Restaurant reviews

Birch restaurant, Bristol - just simple, lovely food

Birch restaurant, Bristol - just simple, lovely food

From the minimalist decor to the simple seasonal food Bristol’s latest restaurant opening, Birch, will seem instantly familiar to anyone who’s eaten at St John.

Sam Leach and his partner Beccy Massey have served their apprenticeship well. The pair have had a long-standing ambition to open a restaurant in their home town but felt they needed to learn the ropes by working for some of the establishments they most admired in London. Sam was a pastry chef at St John, Beccy worked as a waitress and wine buyer at the Quality Chop house

The brilliant bread they bake themselves and which arrives at the beginning of the meal is a classic St John touch. There are fresh radishes with wild garlic mayo, (the wild garlic “picked on the way to work”), some delicious warm parmesan and anchovy biscuits and properly devilled sticky almonds to kick off with while you work out what else to eat.

We resolve that dilemma by ordering practically everything on the menu. The flavours are clean and punchy, A rich slab of brawn comes with pickled red cabbage and a dollop of hot mustard, a pretty dish of lightly cured mackerel with beetroot and a fine dusting of fresh horseradish, asparagus with a rich cider butter and a scattering of toasted hazelnuts

We’ve heard there is a special of hogget (aka mutton) and turnip pie so reserve one via Twitter. It comes in a pie dish made by Becky’s dad (aaaah) with huge chunks of rich gamey meat and a generous St John-style bowl of Cornish early potatoes and greens. Roast pork is sweet, slightly sticky and full of flavour. My friend Elly’s lemon sole impeccably fresh though I was too preoccuped with my pie to pay it much attention.

__Written exercise 1__
In the entries, swap "pavement" for "sidewalk" in everything from the start down to the line containing "[[934, 569]]", leaving the rest unchanged. Give only those lines and leave out the pictures.
The review and the entries come from unrelated sources.

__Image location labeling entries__
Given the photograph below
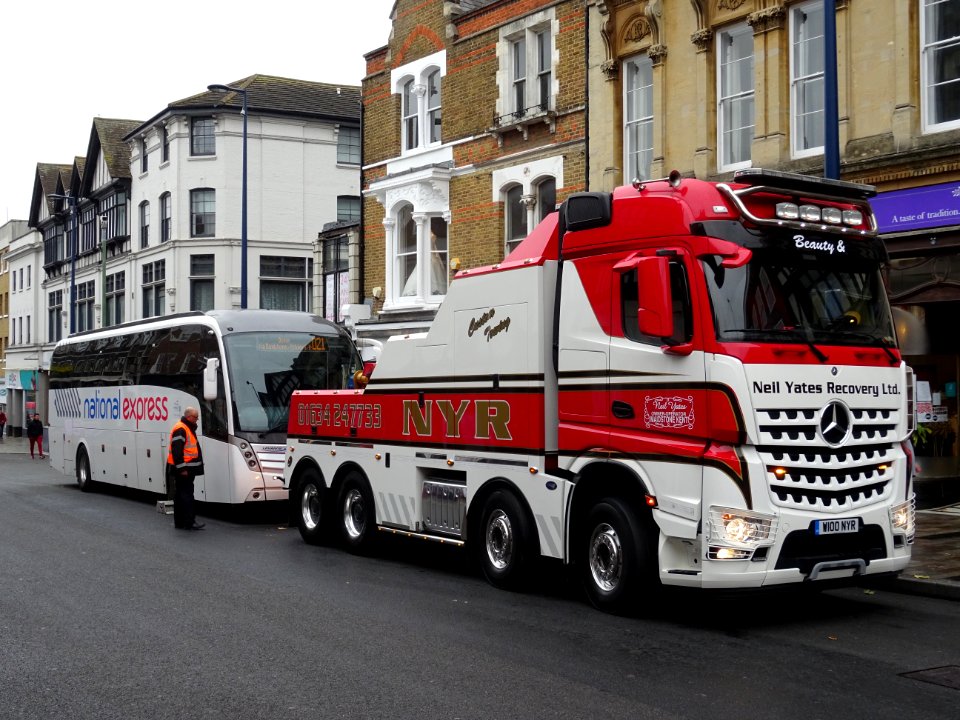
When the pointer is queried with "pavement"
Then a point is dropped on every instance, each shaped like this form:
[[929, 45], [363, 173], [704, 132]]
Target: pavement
[[934, 569]]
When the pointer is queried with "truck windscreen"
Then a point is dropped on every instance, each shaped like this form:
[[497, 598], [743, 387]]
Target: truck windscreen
[[825, 300]]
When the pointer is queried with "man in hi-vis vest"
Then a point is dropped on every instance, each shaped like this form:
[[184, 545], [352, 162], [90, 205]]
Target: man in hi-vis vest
[[184, 463]]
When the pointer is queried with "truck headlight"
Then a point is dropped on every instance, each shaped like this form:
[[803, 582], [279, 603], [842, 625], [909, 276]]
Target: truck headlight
[[903, 518], [738, 529]]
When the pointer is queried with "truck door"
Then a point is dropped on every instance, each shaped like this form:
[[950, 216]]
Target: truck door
[[657, 401]]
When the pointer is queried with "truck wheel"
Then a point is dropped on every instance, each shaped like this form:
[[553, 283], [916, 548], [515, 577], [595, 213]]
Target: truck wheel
[[357, 525], [84, 479], [310, 508], [616, 562], [505, 547]]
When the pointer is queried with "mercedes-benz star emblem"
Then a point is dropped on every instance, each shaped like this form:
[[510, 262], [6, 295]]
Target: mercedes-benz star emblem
[[835, 423]]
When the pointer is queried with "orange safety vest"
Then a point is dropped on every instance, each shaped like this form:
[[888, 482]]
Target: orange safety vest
[[191, 450]]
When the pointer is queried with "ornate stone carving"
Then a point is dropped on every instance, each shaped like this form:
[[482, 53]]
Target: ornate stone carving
[[611, 68], [637, 30], [770, 18], [657, 54], [703, 39]]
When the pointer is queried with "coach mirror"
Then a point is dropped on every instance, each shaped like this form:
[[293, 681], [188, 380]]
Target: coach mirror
[[210, 379]]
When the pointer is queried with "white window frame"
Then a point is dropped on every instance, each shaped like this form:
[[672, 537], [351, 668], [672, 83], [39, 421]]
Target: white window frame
[[927, 54], [527, 30], [418, 287], [530, 177], [416, 75], [631, 172], [726, 98], [796, 150]]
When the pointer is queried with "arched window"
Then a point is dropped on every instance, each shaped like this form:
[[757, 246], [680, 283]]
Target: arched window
[[411, 127], [515, 216], [420, 109], [638, 118], [433, 107], [165, 217], [546, 197], [144, 224]]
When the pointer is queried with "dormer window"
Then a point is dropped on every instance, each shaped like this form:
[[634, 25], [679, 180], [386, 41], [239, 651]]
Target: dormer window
[[411, 126], [419, 87]]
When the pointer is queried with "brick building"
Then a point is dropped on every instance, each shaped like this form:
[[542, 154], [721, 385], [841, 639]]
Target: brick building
[[474, 128]]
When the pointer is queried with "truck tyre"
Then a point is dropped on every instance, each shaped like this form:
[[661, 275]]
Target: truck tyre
[[309, 508], [616, 561], [505, 545], [84, 478], [356, 513]]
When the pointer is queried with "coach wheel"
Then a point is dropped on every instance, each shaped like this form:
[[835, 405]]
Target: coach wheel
[[84, 479], [506, 549], [310, 506], [616, 561], [357, 524]]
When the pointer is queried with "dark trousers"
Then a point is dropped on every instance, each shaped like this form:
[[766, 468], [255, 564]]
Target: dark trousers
[[184, 514]]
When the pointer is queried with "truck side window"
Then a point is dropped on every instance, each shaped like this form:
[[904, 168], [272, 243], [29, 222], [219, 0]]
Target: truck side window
[[682, 307]]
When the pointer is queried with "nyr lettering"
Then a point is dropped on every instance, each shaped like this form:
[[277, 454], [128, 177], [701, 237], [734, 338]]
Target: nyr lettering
[[491, 418]]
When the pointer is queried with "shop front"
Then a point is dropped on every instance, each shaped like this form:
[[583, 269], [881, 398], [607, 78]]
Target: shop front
[[921, 229], [22, 399]]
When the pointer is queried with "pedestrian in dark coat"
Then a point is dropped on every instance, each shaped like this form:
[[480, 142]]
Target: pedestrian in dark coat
[[35, 435]]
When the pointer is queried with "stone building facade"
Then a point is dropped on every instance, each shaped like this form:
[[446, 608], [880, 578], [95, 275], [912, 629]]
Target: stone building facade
[[710, 86]]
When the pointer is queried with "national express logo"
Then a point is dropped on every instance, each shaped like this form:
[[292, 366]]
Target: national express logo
[[68, 403]]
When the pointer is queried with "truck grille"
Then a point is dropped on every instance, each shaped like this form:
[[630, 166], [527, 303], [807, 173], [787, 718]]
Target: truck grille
[[806, 474]]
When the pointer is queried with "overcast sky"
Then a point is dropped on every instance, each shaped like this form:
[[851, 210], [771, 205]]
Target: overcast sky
[[63, 63]]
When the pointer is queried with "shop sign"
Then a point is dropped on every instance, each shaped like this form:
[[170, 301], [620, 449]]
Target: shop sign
[[919, 208]]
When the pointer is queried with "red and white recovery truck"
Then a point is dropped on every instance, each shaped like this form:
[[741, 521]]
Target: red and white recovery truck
[[679, 383]]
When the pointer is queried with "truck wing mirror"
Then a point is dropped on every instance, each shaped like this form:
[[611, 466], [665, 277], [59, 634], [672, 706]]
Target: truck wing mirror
[[655, 303], [210, 379]]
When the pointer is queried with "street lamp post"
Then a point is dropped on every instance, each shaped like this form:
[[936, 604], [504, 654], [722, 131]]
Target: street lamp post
[[74, 245], [243, 191]]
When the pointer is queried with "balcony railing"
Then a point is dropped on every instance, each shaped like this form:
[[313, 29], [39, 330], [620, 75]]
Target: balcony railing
[[521, 120]]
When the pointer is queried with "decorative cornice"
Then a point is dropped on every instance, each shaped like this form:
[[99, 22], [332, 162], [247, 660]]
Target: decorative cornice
[[771, 18], [703, 39], [657, 54], [637, 30], [611, 68]]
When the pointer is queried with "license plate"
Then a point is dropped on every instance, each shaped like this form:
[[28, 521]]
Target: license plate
[[836, 526]]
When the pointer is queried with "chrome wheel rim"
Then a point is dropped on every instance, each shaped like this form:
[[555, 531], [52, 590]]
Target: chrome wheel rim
[[499, 541], [354, 513], [606, 557], [310, 507]]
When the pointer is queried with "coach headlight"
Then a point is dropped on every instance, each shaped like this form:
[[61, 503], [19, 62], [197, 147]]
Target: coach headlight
[[734, 534]]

__Written exercise 2__
Set down everything in the review from "We resolve that" down to "it much attention.", word for word.

__Reply 1__
Given the photograph below
When the pointer is queried with "sidewalk"
Then a point is dropped on every instance, each shaped like this form:
[[929, 45], [363, 173], [704, 132]]
Target: sidewalk
[[934, 569]]

__Reply 2__
We resolve that dilemma by ordering practically everything on the menu. The flavours are clean and punchy, A rich slab of brawn comes with pickled red cabbage and a dollop of hot mustard, a pretty dish of lightly cured mackerel with beetroot and a fine dusting of fresh horseradish, asparagus with a rich cider butter and a scattering of toasted hazelnuts

We’ve heard there is a special of hogget (aka mutton) and turnip pie so reserve one via Twitter. It comes in a pie dish made by Becky’s dad (aaaah) with huge chunks of rich gamey meat and a generous St John-style bowl of Cornish early potatoes and greens. Roast pork is sweet, slightly sticky and full of flavour. My friend Elly’s lemon sole impeccably fresh though I was too preoccuped with my pie to pay it much attention.